(Saved entries)
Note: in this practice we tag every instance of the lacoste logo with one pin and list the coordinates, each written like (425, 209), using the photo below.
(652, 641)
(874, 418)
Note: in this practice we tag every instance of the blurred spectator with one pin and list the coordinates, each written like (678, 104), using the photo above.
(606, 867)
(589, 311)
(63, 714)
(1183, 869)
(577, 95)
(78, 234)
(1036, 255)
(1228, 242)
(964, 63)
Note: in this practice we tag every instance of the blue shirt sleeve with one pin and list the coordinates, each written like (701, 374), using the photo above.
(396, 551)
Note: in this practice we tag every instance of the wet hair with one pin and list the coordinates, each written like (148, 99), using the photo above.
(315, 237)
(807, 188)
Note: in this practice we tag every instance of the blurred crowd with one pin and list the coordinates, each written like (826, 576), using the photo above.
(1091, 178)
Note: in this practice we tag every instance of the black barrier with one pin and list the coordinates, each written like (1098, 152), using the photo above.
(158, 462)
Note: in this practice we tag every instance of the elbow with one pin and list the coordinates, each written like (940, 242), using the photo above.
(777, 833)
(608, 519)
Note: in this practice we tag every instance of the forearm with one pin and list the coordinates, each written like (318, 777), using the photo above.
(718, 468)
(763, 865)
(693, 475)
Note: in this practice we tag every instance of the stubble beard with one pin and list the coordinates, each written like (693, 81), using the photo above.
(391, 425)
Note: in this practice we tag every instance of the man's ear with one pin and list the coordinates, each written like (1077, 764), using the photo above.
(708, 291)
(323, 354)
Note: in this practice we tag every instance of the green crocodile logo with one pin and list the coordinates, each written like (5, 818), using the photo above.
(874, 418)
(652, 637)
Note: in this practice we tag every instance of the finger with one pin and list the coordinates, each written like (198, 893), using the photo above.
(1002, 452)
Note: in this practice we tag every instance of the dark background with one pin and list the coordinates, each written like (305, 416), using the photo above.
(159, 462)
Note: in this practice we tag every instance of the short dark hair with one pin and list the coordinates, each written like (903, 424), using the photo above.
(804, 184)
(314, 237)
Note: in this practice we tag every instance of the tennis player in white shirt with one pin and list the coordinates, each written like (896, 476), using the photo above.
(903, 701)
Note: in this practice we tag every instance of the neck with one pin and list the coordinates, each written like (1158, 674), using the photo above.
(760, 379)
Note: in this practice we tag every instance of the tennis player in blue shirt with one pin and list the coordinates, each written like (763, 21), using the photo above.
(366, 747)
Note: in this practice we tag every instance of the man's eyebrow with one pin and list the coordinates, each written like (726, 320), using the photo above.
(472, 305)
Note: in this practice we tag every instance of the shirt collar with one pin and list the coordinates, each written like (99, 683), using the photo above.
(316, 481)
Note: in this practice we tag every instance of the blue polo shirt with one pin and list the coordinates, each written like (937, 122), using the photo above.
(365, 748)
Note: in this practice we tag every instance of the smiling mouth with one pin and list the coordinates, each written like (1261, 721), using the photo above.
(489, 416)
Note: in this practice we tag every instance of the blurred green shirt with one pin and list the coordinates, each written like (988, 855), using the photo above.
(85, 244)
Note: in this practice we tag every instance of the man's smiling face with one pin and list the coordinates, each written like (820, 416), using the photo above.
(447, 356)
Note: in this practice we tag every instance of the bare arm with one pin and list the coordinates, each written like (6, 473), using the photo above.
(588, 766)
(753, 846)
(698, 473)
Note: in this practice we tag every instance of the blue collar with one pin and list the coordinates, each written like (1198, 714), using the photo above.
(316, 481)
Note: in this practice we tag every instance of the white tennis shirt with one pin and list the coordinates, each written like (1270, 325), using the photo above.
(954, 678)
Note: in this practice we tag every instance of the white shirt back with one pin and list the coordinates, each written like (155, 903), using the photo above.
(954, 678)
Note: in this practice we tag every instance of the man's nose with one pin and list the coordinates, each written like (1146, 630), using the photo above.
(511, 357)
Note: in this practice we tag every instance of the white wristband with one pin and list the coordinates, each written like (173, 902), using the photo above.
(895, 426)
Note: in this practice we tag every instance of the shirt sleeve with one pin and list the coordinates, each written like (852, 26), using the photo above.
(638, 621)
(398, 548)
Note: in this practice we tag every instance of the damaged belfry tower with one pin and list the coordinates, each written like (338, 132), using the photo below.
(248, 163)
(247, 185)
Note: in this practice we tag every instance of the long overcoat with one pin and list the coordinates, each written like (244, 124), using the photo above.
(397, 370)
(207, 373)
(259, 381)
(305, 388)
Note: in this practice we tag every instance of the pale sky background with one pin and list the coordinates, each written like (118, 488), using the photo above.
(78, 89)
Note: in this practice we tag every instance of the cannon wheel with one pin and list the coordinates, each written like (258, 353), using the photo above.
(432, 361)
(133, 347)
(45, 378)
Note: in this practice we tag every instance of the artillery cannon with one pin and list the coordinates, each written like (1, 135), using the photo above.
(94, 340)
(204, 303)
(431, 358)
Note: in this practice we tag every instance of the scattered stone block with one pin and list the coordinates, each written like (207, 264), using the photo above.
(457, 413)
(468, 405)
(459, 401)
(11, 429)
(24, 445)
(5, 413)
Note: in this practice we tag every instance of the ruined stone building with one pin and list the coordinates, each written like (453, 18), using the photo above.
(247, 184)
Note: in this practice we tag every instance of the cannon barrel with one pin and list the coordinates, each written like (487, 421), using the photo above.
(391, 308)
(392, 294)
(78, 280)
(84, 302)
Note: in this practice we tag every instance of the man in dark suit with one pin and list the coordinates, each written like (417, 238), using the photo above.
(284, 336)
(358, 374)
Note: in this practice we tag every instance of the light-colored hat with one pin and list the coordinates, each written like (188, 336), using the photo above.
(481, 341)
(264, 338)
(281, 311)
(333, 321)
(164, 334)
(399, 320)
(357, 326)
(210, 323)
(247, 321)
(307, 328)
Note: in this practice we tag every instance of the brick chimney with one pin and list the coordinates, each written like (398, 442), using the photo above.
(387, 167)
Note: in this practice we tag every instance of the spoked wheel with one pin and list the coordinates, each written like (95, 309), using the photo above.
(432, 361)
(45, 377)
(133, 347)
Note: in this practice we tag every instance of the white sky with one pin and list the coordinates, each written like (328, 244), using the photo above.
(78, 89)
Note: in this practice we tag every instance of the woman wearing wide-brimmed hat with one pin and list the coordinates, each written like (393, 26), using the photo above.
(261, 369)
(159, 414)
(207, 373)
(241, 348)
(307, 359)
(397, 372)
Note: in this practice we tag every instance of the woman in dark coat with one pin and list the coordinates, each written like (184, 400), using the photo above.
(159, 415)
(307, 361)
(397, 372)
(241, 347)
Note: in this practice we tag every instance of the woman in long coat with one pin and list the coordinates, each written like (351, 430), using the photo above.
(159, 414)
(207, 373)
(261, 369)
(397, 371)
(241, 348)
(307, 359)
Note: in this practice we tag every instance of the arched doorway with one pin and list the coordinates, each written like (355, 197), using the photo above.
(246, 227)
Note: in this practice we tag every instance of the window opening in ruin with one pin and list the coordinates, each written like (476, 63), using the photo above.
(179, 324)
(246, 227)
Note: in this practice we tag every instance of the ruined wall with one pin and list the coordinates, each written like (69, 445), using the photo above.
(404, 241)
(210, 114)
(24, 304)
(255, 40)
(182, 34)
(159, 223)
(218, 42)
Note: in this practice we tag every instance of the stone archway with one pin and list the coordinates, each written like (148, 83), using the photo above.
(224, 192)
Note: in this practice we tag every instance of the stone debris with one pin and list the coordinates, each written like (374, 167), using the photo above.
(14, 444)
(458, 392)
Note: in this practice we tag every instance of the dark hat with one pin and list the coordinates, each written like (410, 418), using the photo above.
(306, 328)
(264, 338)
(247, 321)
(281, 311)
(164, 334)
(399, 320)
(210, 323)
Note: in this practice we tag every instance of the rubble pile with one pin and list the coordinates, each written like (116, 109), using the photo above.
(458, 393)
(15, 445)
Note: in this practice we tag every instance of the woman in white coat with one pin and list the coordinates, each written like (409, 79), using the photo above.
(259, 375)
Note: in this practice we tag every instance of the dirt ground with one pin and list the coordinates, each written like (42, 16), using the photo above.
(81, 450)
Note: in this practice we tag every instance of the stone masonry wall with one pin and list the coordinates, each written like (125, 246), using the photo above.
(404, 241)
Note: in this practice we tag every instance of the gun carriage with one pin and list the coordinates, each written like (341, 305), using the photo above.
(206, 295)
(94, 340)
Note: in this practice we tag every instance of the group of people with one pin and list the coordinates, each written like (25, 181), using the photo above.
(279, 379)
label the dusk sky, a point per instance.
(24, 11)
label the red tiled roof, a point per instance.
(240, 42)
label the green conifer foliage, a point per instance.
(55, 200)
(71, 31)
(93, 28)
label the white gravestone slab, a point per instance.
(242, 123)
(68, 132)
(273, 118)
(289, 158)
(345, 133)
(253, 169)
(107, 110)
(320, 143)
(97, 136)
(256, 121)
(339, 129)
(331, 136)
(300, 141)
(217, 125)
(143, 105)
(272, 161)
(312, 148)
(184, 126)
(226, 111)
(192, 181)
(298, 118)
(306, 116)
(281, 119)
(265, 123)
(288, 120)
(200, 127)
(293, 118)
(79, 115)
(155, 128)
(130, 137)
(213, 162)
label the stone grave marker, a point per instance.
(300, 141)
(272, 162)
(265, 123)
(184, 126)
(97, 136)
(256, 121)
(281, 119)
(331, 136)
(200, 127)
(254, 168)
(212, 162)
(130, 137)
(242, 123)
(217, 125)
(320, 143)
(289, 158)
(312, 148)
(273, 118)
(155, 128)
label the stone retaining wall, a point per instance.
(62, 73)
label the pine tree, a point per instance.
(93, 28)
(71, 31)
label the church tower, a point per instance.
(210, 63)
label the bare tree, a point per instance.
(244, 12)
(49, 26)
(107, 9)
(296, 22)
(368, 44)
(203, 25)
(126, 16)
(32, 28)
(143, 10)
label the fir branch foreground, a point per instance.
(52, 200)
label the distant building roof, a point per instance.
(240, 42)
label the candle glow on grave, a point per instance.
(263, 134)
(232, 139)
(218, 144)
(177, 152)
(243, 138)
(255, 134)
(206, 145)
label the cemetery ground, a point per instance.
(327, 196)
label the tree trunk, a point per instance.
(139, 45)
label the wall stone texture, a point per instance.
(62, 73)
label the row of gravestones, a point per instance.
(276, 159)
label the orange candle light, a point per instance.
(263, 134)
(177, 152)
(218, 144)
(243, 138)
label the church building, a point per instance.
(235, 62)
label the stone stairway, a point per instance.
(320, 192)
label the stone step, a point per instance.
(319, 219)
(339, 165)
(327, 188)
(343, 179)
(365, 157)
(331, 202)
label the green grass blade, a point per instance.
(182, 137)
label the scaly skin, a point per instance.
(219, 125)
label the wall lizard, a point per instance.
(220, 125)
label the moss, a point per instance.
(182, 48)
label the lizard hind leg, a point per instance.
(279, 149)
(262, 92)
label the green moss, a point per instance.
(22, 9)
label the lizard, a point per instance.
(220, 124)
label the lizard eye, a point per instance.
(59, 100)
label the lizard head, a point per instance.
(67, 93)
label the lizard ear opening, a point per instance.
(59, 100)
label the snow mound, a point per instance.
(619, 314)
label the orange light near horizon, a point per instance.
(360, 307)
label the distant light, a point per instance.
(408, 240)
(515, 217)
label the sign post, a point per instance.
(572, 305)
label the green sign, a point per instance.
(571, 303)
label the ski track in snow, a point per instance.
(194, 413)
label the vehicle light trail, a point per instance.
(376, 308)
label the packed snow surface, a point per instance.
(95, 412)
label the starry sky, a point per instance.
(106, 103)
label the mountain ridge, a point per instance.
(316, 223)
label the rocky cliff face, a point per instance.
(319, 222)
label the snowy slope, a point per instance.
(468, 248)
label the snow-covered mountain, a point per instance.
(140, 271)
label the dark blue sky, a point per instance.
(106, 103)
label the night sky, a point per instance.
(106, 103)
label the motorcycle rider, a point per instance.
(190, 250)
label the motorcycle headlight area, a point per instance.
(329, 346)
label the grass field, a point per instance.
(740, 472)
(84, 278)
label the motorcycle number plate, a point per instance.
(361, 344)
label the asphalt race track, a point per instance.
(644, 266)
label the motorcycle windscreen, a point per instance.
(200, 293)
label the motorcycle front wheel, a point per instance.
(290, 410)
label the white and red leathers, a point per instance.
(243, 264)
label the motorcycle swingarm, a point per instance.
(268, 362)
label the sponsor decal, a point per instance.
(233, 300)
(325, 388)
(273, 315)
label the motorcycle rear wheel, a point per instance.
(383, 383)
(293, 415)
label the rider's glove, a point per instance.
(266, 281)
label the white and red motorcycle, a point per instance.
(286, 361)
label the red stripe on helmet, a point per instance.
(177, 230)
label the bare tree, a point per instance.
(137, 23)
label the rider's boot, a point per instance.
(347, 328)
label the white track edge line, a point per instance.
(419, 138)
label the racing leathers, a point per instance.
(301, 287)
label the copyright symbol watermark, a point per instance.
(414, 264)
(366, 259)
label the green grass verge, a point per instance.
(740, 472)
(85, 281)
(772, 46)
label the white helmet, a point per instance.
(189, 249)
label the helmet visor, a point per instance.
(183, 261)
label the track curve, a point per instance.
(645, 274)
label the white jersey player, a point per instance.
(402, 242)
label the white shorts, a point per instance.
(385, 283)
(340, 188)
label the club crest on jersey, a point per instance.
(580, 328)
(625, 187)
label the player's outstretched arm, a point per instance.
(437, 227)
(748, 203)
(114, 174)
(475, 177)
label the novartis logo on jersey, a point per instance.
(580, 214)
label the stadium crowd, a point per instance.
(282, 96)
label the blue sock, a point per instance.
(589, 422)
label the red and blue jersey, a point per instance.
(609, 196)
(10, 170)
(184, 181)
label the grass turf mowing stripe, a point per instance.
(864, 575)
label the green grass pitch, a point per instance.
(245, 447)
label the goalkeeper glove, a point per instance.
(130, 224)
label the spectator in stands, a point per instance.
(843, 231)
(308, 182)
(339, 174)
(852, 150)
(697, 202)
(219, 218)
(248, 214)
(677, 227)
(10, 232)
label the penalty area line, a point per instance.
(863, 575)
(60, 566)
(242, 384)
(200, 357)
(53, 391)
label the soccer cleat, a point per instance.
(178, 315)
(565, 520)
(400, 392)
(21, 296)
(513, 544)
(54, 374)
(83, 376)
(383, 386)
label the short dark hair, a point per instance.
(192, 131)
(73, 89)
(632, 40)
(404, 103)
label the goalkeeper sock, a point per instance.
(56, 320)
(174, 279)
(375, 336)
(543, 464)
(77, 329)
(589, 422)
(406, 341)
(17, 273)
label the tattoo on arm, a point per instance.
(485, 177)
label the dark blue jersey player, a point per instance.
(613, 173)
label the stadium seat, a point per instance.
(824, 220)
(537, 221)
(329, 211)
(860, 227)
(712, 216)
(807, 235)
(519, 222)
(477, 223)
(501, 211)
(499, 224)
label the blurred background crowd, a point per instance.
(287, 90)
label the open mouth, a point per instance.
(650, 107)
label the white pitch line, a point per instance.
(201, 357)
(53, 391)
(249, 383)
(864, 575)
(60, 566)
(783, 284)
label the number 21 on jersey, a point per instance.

● Activity
Retype exactly the lines from the one containing "label the soccer cleat, a point per instance." through the end of the data. Add nothing.

● Result for this task
label the soccer cleat, a point per instance.
(178, 315)
(565, 520)
(400, 392)
(21, 296)
(513, 544)
(54, 374)
(83, 376)
(383, 386)
label the short dark hair, a point per instance.
(192, 131)
(73, 89)
(632, 40)
(404, 103)
label the goalkeeper sock, a point per instance.
(56, 320)
(174, 279)
(375, 336)
(543, 464)
(77, 329)
(589, 422)
(406, 341)
(17, 273)
label the tattoo on arm, a point per instance.
(485, 177)
label the dark blue jersey player, a point per instance.
(613, 173)
label the stadium seat, a point per instance.
(824, 220)
(537, 221)
(329, 211)
(860, 227)
(712, 216)
(807, 235)
(519, 222)
(477, 223)
(501, 211)
(499, 224)
label the blurred background crowd, a point per instance.
(287, 90)
label the open mouth, a point per instance.
(650, 107)
label the white pitch line, a point per instance.
(201, 357)
(53, 391)
(249, 383)
(864, 575)
(60, 566)
(783, 284)
label the number 21 on jersey, a point per instance.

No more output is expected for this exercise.